= EXTRACT TO READ =
=======

Expand filter menu Content Warnings

smoakwithwifi's review

Go to review page

adventurous dark funny mysterious fast-paced
  • Plot- or character-driven? Character
  • Strong character development? No
  • Loveable characters? Yes
  • Diverse cast of characters? No
  • Flaws of characters a main focus? It's complicated

5.0


Expand filter menu Content Warnings

bluejayreads's review against another edition

Go to review page

4.0

I put this on my TBR list for a reason, I assume. However, by the time I actually got around to reading it, I didn’t remember that reason. And as I tend to do with books that are on my TBR list, I didn’t even bother to read the back cover before I started reading. So I really had no idea what to expect going into it. So I was pleasantly surprised with how enjoyable it happened to be and how much it felt like a genuine fairy tale, albeit a darker one. 

The story moves very fast and seems shorter than it is. It goes back and forth between past and present, showing Marra’s quest to kill the abusive prince as well as the backstory – her life as a third-born princess and how she decided killing the prince was the way to go in the first place. It was a little confusing at the beginning as it went back and forth. Both storylines were interesting, but the backstory was told out of order so it wasn’t always clear where events fit in the timeline. Once I got oriented a bit better, I managed to fit the outlines of the story together and enjoyed it a lot.

=======

Excerpts of location labeling data:
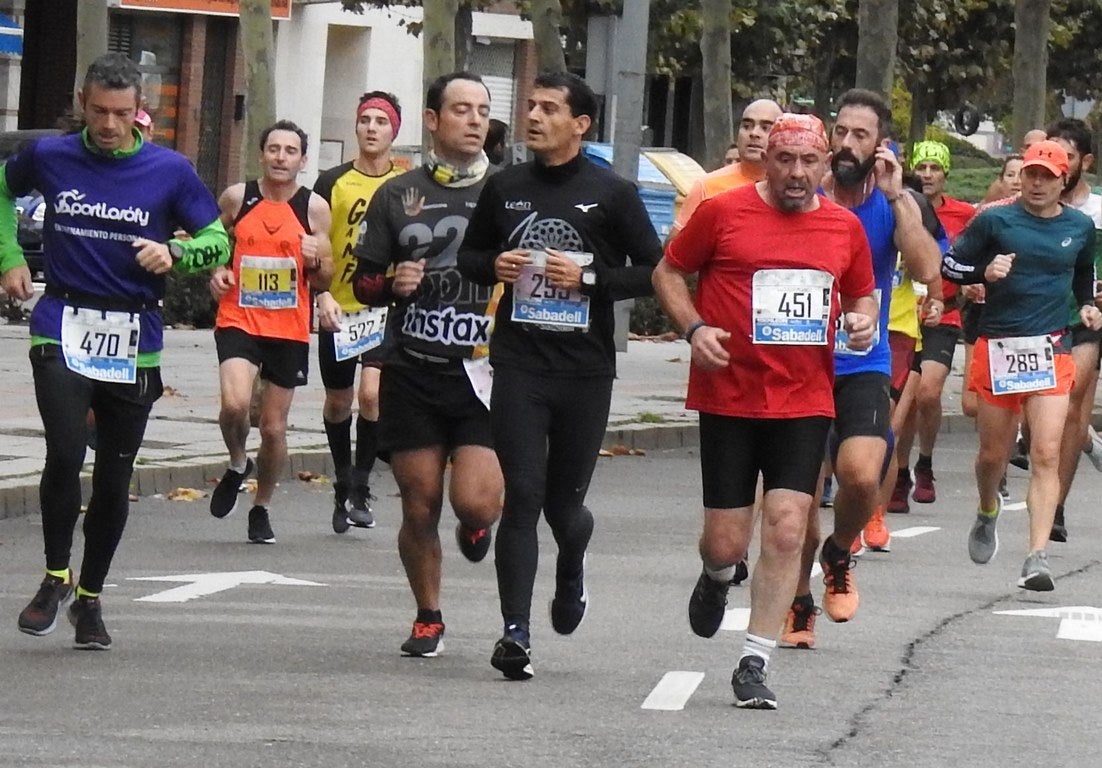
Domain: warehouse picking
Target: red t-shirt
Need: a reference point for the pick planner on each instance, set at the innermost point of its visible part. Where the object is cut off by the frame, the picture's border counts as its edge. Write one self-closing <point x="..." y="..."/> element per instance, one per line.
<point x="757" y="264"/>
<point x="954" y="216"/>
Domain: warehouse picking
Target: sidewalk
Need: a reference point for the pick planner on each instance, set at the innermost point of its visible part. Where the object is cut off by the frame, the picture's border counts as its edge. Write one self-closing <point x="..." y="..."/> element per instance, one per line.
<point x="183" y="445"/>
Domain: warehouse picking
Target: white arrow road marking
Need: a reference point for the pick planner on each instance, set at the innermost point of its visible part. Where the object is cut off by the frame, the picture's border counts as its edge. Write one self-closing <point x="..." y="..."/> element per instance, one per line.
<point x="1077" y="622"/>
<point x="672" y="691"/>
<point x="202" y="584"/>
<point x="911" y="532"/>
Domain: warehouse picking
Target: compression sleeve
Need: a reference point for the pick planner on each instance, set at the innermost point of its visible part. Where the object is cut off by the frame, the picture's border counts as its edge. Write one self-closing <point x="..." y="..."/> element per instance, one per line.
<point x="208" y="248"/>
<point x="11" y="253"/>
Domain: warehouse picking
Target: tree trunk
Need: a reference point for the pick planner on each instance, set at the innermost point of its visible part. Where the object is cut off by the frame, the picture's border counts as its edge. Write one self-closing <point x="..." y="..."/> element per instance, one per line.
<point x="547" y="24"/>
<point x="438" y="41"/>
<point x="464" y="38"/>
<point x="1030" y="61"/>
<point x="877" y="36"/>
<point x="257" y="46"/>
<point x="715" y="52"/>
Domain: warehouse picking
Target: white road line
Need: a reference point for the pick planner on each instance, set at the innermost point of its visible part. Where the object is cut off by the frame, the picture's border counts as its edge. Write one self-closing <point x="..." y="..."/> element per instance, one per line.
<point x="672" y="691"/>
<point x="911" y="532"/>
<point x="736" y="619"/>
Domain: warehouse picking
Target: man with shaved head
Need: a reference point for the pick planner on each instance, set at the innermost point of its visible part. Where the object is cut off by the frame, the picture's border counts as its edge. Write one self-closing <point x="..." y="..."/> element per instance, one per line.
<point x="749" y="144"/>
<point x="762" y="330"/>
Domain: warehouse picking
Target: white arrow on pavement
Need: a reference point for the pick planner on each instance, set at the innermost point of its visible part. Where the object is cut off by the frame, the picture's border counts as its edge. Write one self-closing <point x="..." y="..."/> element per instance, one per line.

=======

= PROBLEMS =
(A) Sum up the book reviews in two sentences.
(B) In the book reviews, what was Marra's place in the royal family?
(C) Please carry the book reviews forward from the point where they stop.

= ANSWERS TO THE TASKS =
(A) One reviewer, giving the book 4.0, started it with no memory of why it was on their TBR list and no idea what to expect, and was pleasantly surprised by how enjoyable it was and how much it felt like a genuine, if darker, fairy tale. The fast-moving story alternates between Marra's quest to kill an abusive prince and her backstory as a third-born princess; the out-of-order backstory was confusing at first, but once oriented the reviewer enjoyed it a lot.

(B) She was a third-born princess.

(C)
I was somewhat expecting a YA book (I have a tendency to gravitate towards those in general) and all the accompanying tropes. So I was pleased to find that not only is this not YA, Marra turns all of the protagonist tropes on their head. She’s thirty years old. She hates being a princess not because she wants her freedom or anything, but because it’s a lot of pressure and politics and she’d rather knit and embroider at the convent. She’s incredibly innocent and considers herself a coward, but doesn’t recognize exactly how much she is willing to go through to save her sister. And as a final interesting bit, she’s slightly below average in mental faculties and aware of it, which was interesting and unique and in its own way a bit refreshing. She was a fantastically interesting and unique character, and also quite easy to like, if just slightly too bland to adore. 

The rest of Marra’s questing party were quite fun. I loved the grouchy, powerful, knowledgeable old woman, and her relentless matter-of-factness was fantastically entertaining. The former knight who was trapped in fairyland for a while and not sure what to do now was okay, but incredibly bland – notable for being muscular and vaguely kind, but not possessing much in the way of personality. The fairy godmother was a later addition to the party, but she was rentlessly cheery and I enjoyed her quite a bit too. The chicken possessed by a demon and the dog made of bones who hasn’t really figured out he’s dead were both fun (mildly amusing and completely adorable, respectively), but were both more like pets than actual characters, no matter what the back cover said. 

The plot moves very fast and the book seems a lot shorter than it is. The three “impossible tasks” are over and done with fairly early. It alternates the quest to collect allies and kill the prince who murdered one sister and is abusing the other with Marra’s upbringing as a third princess and in the convent. Despite the past having significantly less plot than the present, I found it just as interesting. All of the story itself was very good. It’s the details where things start to struggle, and most of them I noticed more in retrospect.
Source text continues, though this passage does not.